**Given request:** Go through the listing and copy every line word for word.

**Data supplied:**
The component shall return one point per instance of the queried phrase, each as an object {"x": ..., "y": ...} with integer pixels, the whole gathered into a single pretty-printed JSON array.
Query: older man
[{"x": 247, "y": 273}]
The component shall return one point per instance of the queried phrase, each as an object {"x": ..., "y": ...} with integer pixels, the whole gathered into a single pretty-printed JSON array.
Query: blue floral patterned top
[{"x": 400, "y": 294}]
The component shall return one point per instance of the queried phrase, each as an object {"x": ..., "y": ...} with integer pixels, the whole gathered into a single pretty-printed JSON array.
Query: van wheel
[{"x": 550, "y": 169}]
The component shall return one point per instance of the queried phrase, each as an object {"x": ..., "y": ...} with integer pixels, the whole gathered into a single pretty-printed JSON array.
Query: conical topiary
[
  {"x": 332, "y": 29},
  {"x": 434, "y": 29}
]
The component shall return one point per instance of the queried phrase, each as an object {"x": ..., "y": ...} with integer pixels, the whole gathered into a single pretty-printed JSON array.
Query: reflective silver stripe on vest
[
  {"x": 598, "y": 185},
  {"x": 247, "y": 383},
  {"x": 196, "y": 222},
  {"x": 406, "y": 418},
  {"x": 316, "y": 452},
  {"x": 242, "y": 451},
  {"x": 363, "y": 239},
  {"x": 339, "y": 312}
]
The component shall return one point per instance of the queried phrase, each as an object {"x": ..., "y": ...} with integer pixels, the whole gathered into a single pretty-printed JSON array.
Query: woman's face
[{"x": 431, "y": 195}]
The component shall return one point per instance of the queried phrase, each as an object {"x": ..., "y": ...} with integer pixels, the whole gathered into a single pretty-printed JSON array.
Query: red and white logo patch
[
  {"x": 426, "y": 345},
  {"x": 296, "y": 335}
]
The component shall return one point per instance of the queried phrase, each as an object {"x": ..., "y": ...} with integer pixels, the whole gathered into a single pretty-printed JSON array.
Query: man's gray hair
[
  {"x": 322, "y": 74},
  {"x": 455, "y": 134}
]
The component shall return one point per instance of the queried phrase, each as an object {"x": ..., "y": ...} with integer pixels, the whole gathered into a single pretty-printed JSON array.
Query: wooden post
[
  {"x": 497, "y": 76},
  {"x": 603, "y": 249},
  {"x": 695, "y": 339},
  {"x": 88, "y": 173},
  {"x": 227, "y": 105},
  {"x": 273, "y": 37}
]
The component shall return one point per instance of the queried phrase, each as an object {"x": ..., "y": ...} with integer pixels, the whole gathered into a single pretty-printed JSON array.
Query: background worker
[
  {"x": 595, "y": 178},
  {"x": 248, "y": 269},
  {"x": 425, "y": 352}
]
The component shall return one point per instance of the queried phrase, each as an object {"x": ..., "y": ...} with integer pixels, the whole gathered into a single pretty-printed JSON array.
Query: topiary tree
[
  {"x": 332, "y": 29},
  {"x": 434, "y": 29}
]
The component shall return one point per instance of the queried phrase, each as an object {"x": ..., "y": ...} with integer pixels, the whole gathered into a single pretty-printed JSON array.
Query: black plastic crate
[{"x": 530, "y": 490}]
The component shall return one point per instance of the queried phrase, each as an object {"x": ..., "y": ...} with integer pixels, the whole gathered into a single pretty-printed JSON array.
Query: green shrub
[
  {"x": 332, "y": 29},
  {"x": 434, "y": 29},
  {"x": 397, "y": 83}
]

**Answer to the exercise:**
The component shall return one point per instance of the queried phrase, each as an object {"x": ..., "y": ...} with integer pixels, the whole gathered into a single pretty-printed JSON array.
Query: older man
[{"x": 247, "y": 273}]
The component shall return one point per instance of the queried phrase, each as an object {"x": ..., "y": ...} with integer pixels, the whole gathered into a single pretty-printed JSON array.
Query: blue floral patterned top
[{"x": 400, "y": 294}]
The component shall return one point per instance of the queried phrase, each as an object {"x": ..., "y": ...} with integer pixels, the whole gathered into a single pretty-printed JSON array.
Query: van wheel
[{"x": 550, "y": 169}]
The component shall return one point per instance of the queried phrase, each as an object {"x": ..., "y": ...} with integer pixels, the whole gathered into a single pretty-printed JSON array.
Query: conical topiary
[
  {"x": 332, "y": 29},
  {"x": 434, "y": 29}
]
The component shall return one point per instance of the queried phrase, each as an object {"x": ..., "y": ...} with integer pixels, the whole gathered into a single pretty-printed JSON array.
Query: reflective silver stripe on vest
[
  {"x": 598, "y": 185},
  {"x": 247, "y": 383},
  {"x": 196, "y": 222},
  {"x": 406, "y": 418},
  {"x": 316, "y": 452},
  {"x": 242, "y": 451},
  {"x": 363, "y": 239},
  {"x": 339, "y": 312}
]
The component shall return one point per instance of the queried phrase, each as an object {"x": ..., "y": ...} with integer pixels, the whole gathered into a single pretty-printed JSON array.
Query: woman's face
[{"x": 431, "y": 195}]
The component shall return one point per instance of the queried phrase, each as an object {"x": ..., "y": ...} with integer pixels, the whole gathered into a single pretty-printed JSON array.
Query: red and white logo patch
[
  {"x": 426, "y": 345},
  {"x": 296, "y": 335}
]
The component shall return one point per instance of the queried phrase, each as an object {"x": ..., "y": ...} with integer pixels, the whole gathered into a single pretty-printed JSON array.
Query: man's gray hair
[
  {"x": 322, "y": 74},
  {"x": 455, "y": 134}
]
The component shall return one point per instance of the queried phrase, each as an object {"x": ..., "y": ...} with integer pixels, the whole gathered into a single pretty-printed JSON array.
Query: wooden post
[
  {"x": 497, "y": 76},
  {"x": 603, "y": 249},
  {"x": 695, "y": 339},
  {"x": 88, "y": 173},
  {"x": 227, "y": 105},
  {"x": 273, "y": 37}
]
The component shall return one point per instance of the queried phrase, each as an object {"x": ..., "y": ...} with integer pixels, the whole gathered into a single pretty-printed JSON array.
Query: background worker
[
  {"x": 595, "y": 178},
  {"x": 248, "y": 269},
  {"x": 425, "y": 352}
]
The component shall return one point per instance of the queried phrase, each as an object {"x": ..., "y": ...} with integer pixels, the whole gathered into a single pretty-printed JSON array.
Query: topiary tree
[
  {"x": 332, "y": 29},
  {"x": 434, "y": 29}
]
The component shall return one point per instance of the queried phrase, each as an object {"x": ..., "y": ...} with integer pixels, the whole gathered into a single pretty-printed JSON array.
Query: black plastic crate
[{"x": 530, "y": 490}]
The component shall return one point per instance of the queried phrase, each as an object {"x": ..., "y": ...} with integer pixels, the whole gathered into a single pretty-printed JSON array.
Query: green shrub
[
  {"x": 332, "y": 29},
  {"x": 434, "y": 29},
  {"x": 397, "y": 83}
]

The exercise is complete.